======== Provided passage

Skip to main content

A geoparser for Finnish texts

Project description

Finger Geoparser logo

This project has had significant updates and rewrites recently.

Updated documentation will be added in May 2024.

Finger: Finnish geoparser

Geoparsing is the process of finding location mentions (toponyms, aka. place names) in texts (toponym recognition or geotagging) and defining geographical representations, such as coordinate points, for them (toponym resolution or geocoding). Finger is a geoparser for Finnish texts. This program consists of three classes: the toponym recognizer, the toponym resolver, and the geoparser, which wraps the two previous modules.

Toponym recognizer (geotagger)

The geotagger is built using Spacy NLP library and it implements BERT-based language model for a more accurate representation of language and thus better results. The pipeline runs a complete linguistic analysis (part-of-speech tagging, morphological analysis, dependency parsing, token and sentence segmentation, lemmatization), but named entity recognition (NER) is the important part. Input texts' named locations, such as countries, lakes and important sights, are recognized, then returned to their base form using the lemmatizer. These results are passed on to the geocoder.

================
======== Dataset extract

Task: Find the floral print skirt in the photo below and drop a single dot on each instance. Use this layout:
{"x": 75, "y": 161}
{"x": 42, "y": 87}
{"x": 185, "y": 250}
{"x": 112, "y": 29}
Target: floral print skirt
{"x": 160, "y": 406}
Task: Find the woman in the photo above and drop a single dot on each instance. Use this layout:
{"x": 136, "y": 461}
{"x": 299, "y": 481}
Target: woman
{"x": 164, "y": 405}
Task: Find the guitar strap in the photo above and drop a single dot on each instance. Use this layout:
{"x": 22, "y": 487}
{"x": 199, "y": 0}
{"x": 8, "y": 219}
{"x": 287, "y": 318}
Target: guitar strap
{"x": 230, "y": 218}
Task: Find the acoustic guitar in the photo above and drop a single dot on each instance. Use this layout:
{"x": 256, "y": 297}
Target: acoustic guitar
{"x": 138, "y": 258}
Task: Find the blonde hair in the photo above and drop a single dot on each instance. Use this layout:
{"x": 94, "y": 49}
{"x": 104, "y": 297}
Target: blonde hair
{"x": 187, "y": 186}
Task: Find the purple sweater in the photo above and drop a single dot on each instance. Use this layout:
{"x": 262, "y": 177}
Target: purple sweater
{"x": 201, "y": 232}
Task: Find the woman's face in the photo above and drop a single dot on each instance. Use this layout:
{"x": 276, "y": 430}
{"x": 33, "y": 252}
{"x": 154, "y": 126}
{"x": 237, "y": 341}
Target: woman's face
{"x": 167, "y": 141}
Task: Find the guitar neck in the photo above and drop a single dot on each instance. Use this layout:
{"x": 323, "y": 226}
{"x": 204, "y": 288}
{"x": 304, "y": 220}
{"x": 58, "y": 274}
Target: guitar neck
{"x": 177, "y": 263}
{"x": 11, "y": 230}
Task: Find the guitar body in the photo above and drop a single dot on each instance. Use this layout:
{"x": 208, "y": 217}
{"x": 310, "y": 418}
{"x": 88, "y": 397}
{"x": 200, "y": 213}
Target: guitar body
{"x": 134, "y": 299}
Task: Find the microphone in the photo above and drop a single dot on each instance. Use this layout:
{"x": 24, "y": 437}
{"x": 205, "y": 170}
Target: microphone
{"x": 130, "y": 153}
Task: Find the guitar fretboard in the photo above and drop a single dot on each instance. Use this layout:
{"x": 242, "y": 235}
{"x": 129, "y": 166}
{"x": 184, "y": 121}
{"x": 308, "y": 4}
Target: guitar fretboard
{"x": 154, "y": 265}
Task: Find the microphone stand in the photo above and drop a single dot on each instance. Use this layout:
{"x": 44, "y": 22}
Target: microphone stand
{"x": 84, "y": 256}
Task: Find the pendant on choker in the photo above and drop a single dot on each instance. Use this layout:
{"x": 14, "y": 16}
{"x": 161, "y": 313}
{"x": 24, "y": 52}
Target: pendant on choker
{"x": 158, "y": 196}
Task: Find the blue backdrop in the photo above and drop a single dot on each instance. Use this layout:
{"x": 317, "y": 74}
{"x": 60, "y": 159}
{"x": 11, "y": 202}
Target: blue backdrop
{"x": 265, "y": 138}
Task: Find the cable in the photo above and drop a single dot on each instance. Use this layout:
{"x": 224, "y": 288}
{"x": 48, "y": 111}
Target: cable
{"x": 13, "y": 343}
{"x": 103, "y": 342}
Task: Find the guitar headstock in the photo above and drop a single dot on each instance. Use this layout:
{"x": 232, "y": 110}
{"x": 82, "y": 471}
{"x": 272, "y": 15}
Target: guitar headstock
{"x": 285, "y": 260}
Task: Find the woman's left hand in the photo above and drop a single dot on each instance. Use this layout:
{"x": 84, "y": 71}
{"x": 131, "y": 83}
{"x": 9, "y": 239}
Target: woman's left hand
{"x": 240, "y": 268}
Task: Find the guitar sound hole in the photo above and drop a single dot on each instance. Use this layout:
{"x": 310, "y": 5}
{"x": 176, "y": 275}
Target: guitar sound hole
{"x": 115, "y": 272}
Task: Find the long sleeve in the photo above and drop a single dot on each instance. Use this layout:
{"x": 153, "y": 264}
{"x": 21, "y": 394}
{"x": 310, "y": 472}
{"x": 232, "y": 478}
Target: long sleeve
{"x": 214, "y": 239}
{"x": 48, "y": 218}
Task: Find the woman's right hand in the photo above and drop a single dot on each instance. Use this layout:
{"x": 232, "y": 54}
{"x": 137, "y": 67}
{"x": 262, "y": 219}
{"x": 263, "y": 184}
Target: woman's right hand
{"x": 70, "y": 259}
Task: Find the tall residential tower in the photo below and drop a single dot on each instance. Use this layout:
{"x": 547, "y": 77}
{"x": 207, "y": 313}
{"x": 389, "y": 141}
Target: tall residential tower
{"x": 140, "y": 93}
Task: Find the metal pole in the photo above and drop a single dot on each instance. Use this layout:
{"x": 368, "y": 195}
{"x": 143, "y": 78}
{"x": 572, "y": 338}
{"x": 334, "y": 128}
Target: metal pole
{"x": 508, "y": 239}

================

Objective 1: Indicate whether each statement below agrees with the Finnish geoparser description: (a) the program consists of three classes; (b) the geotagger is built with the NLTK library; (c) recognized location names are converted to their base form before being passed on to the geocoder. Give yes or no for each, and quote the deciding words of the text.
Objective 2: Reproduce word for word the part of the Finnish geoparser description between "The geotagger is" and "to the geocoder.", inclusive.

Output 1:
(a) Yes: "This program consists of three classes: the toponym recognizer, the toponym resolver, and the geoparser, which wraps the two previous modules."
(b) No: "The geotagger is built using Spacy NLP library"
(c) Yes: "are recognized, then returned to their base form using the lemmatizer. These results are passed on to the geocoder."

Output 2:
The geotagger is built using Spacy NLP library and it implements BERT-based language model for a more accurate representation of language and thus better results. The pipeline runs a complete linguistic analysis (part-of-speech tagging, morphological analysis, dependency parsing, token and sentence segmentation, lemmatization), but named entity recognition (NER) is the important part. Input texts' named locations, such as countries, lakes and important sights, are recognized, then returned to their base form using the lemmatizer. These results are passed on to the geocoder.